Start of GIVEN PASSAGE

On Wed, Aug 2, 2023, at 10:22 AM, Stephen Finucane wrote:
We recently merged support for placement traits in openstacksdk. Since then, we've seen an uptick in failures of various functional jobs [1]. The failure is always the same test:
openstack.tests.functional.placement.v1.test_trait.TestTrait.test_resource_pr ovider_inventory
That test simply creates a new, custom trait and then attempts to list all traits, show an individual trait, and finally delete the trait. The failure occurs during the first step, creation of the custom trait:
openstack.exceptions.HttpException: HttpException: 502: Server Error for url: https://10.209.100.9/placement/traits/CUSTOM_A982E0BA1C2B4D08BFD6D2594C67831... , Bad Gateway: response from an upstream server.: The proxy server received an invalid: Apache/2.4.52 (Ubuntu) Server at 10.209.100.9 Port 80: Additionally, a 201 Created: 502 Bad Gateway: error was encountered while trying to use an ErrorDocument to handle the request.
I've looked through the various job artefacts and haven't found any smoking guns. I can see placement receive and reply to the request so it would seem something is happening in between.

End of GIVEN PASSAGE

● **REQUIREMENTS**
Please continue the mailing-list message about the failing placement trait test, starting right after its final sentence.

Start of DATA LINES

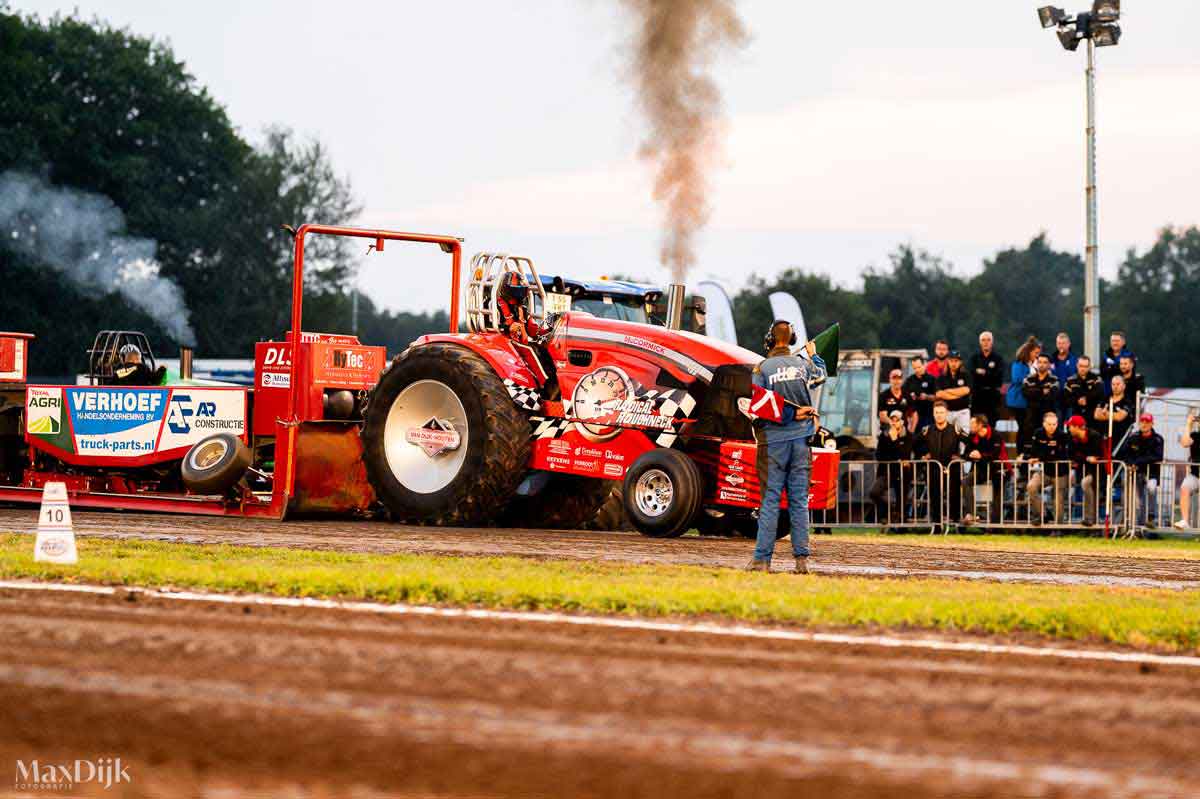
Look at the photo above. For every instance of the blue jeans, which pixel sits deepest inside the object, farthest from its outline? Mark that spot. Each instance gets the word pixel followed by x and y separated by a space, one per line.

End of DATA LINES

● **RESPONSE**
Yes, this appears to be some problem in apache2 (possibly caused by the response but as far as the backend server is concerned everything is ok). I would increase the log level of the apache server. There are two places to do this 1) for the https frontend here [2] and 2) for the http wsgi backend here [3]. I think the first file comes from the apache2 package in Ubuntu so I'm not sure what the best way to modify that is. The https proxy file is configured by devstack/lib/tls in a heredoc which you can modify for that frontend. You mention this is locally reproducible so you may be able to simply edit those files on disk and restart apache2 without needing to modify devstack. Hopefully, extra logging will give a better indication of what is going on.
*Fortunately*, this is also reproducible locally against a standard devstack deployment by running the following in the openstacksdk repo:
OS_TEST_TIMEOUT=60 tox -e functional-py310 -- \ -n openstack/tests/functional/placement/v1/test_trait.py \ --until-failure
Does anyone have any insight into what could be causing this issue and have suggestions for how we might go about debugging it? As things I haven't a clue 😔
Cheers, Stephen
[2] https://zuul.opendev.org/t/openstack/build/b37d2aedd1514682b3672c4b732b2717/... [3] https://zuul.opendev.org/t/openstack/build/b37d2aedd1514682b3672c4b732b2717/...